Text for analysis
^^^^

Location
- 999 Buendia St., Tunasan, Muntinlupa Philippines
- Coordinates: 14°23′03″N 121°03′07″E﻿ / ﻿14.38409°N 121.05184°E

Information
- Other names: Muntinlupa Science or MunSci
- Type: Public
- Established: 1998; 28 years ago
- Principal: Dr. Ador B. Querubin
- Grades: 7 to 12
- Newspaper: Ang Matyag (Filipino) The Monitor (English)

= Muntinlupa Science High School =

Public high school in Muntinlupa, Philippines

Muntinlupa Science High School, known as Muntinlupa Science or MunSci, is a special science public high school in the City of Muntinlupa, Philippines that provides a technical and science curriculum that aims to prepare students for careers in science and technology, math, and communication arts.

^^^^

Supplied data
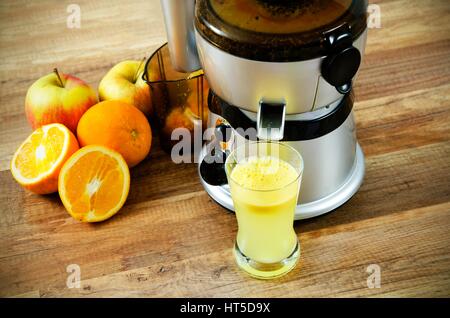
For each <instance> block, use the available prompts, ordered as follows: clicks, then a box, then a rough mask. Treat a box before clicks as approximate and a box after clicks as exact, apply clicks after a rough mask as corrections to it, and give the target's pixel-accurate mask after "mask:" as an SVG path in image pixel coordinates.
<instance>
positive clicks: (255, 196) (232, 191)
mask: <svg viewBox="0 0 450 318" xmlns="http://www.w3.org/2000/svg"><path fill="white" fill-rule="evenodd" d="M298 179H299V173H298V172H297V171H296V169H295V168H294V167H293V166H292V165H291V164H289V163H287V162H286V161H283V160H281V159H278V158H276V157H273V156H263V157H256V156H254V157H249V158H246V159H245V160H244V161H242V162H240V163H238V164H237V165H236V167H235V168H234V169H233V171H232V172H231V178H230V188H231V196H232V198H233V202H234V207H235V211H236V217H237V221H238V225H239V230H238V234H237V245H238V247H239V249H240V251H241V252H242V253H243V254H245V256H247V257H249V258H251V259H252V260H254V261H257V262H260V263H265V264H270V263H276V262H280V261H282V260H284V259H286V258H287V257H289V255H291V254H292V252H293V251H294V249H295V248H296V246H297V242H298V240H297V235H296V233H295V231H294V229H293V222H294V210H295V206H296V205H297V197H298V192H299V186H300V182H299V180H298Z"/></svg>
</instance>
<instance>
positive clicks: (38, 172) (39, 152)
mask: <svg viewBox="0 0 450 318" xmlns="http://www.w3.org/2000/svg"><path fill="white" fill-rule="evenodd" d="M78 148H79V147H78V142H77V139H76V138H75V136H74V134H73V133H72V132H71V131H70V130H69V129H68V128H66V126H64V125H61V124H50V125H45V126H42V127H41V128H38V129H36V130H35V131H34V132H33V133H32V134H31V135H30V136H28V138H27V139H26V140H25V141H24V142H23V143H22V145H20V147H19V149H17V151H16V153H15V154H14V156H13V158H12V160H11V172H12V175H13V177H14V179H16V181H17V182H19V184H21V185H22V186H23V187H24V188H26V189H29V190H30V191H32V192H35V193H38V194H48V193H52V192H56V191H57V190H58V176H59V172H60V170H61V167H62V166H63V164H64V163H65V162H66V160H67V159H69V157H70V156H71V155H72V154H73V153H74V152H75V151H77V150H78Z"/></svg>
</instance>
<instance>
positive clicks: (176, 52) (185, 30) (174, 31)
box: [161, 0, 201, 73]
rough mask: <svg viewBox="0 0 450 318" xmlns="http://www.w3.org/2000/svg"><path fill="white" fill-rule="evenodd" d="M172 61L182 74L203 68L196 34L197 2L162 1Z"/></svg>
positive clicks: (178, 69) (183, 1) (192, 0)
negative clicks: (195, 5) (196, 40)
mask: <svg viewBox="0 0 450 318" xmlns="http://www.w3.org/2000/svg"><path fill="white" fill-rule="evenodd" d="M161 7H162V11H163V15H164V22H165V25H166V33H167V41H168V44H169V52H170V60H171V62H172V65H173V67H174V68H175V69H176V70H177V71H180V72H185V73H188V72H192V71H196V70H198V69H200V68H201V66H200V60H199V57H198V53H197V45H196V43H195V33H194V12H195V0H161Z"/></svg>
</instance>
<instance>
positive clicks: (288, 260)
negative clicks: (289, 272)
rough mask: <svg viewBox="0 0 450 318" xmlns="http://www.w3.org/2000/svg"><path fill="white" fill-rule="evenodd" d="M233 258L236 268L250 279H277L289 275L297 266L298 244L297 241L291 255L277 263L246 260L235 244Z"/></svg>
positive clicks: (246, 258) (246, 257)
mask: <svg viewBox="0 0 450 318" xmlns="http://www.w3.org/2000/svg"><path fill="white" fill-rule="evenodd" d="M234 258H235V259H236V263H237V264H238V266H239V267H240V268H241V269H243V270H244V271H245V272H247V274H249V275H250V276H252V277H255V278H259V279H272V278H277V277H280V276H283V275H285V274H287V273H289V272H290V271H291V270H292V269H293V268H294V267H295V265H297V262H298V260H299V258H300V242H299V241H297V245H296V246H295V248H294V250H293V252H292V253H291V255H289V256H288V257H287V258H285V259H284V260H282V261H280V262H277V263H260V262H257V261H254V260H252V259H250V258H248V257H247V256H245V254H244V253H242V251H241V250H240V249H239V246H238V244H237V242H236V243H235V244H234Z"/></svg>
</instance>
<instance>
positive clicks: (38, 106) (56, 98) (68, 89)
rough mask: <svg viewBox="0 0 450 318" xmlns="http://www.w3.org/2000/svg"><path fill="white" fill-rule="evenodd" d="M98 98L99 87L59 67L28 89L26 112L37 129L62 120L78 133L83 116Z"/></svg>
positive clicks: (70, 127)
mask: <svg viewBox="0 0 450 318" xmlns="http://www.w3.org/2000/svg"><path fill="white" fill-rule="evenodd" d="M97 101H98V100H97V95H96V93H95V91H94V90H93V89H92V88H91V87H90V86H89V85H88V84H86V83H85V82H84V81H82V80H81V79H79V78H77V77H75V76H72V75H69V74H63V73H58V71H57V70H56V69H55V70H54V72H53V73H51V74H48V75H46V76H44V77H41V78H40V79H38V80H37V81H36V82H34V83H33V85H31V87H30V88H29V89H28V92H27V96H26V99H25V112H26V115H27V119H28V121H29V122H30V124H31V127H33V129H36V128H39V127H41V126H43V125H47V124H52V123H60V124H63V125H65V126H66V127H67V128H69V129H70V130H71V131H73V132H74V133H75V132H76V131H77V125H78V121H79V120H80V118H81V116H82V115H83V114H84V113H85V112H86V110H88V109H89V108H90V107H91V106H92V105H95V104H96V103H97Z"/></svg>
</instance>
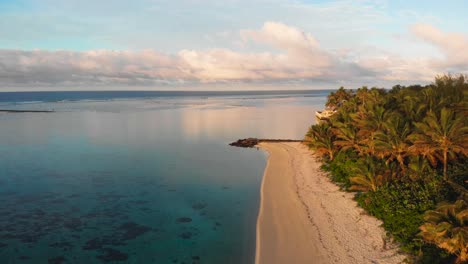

^^^^

Required action
Write out the text on Muntinlupa Science High School again in full, keeping every word and line as it stands.

Answer for this exercise
Location
- 999 Buendia St., Tunasan, Muntinlupa Philippines
- Coordinates: 14°23′03″N 121°03′07″E﻿ / ﻿14.38409°N 121.05184°E

Information
- Other names: Muntinlupa Science or MunSci
- Type: Public
- Established: 1998; 28 years ago
- Principal: Dr. Ador B. Querubin
- Grades: 7 to 12
- Newspaper: Ang Matyag (Filipino) The Monitor (English)

= Muntinlupa Science High School =

Public high school in Muntinlupa, Philippines

Muntinlupa Science High School, known as Muntinlupa Science or MunSci, is a special science public high school in the City of Muntinlupa, Philippines that provides a technical and science curriculum that aims to prepare students for careers in science and technology, math, and communication arts.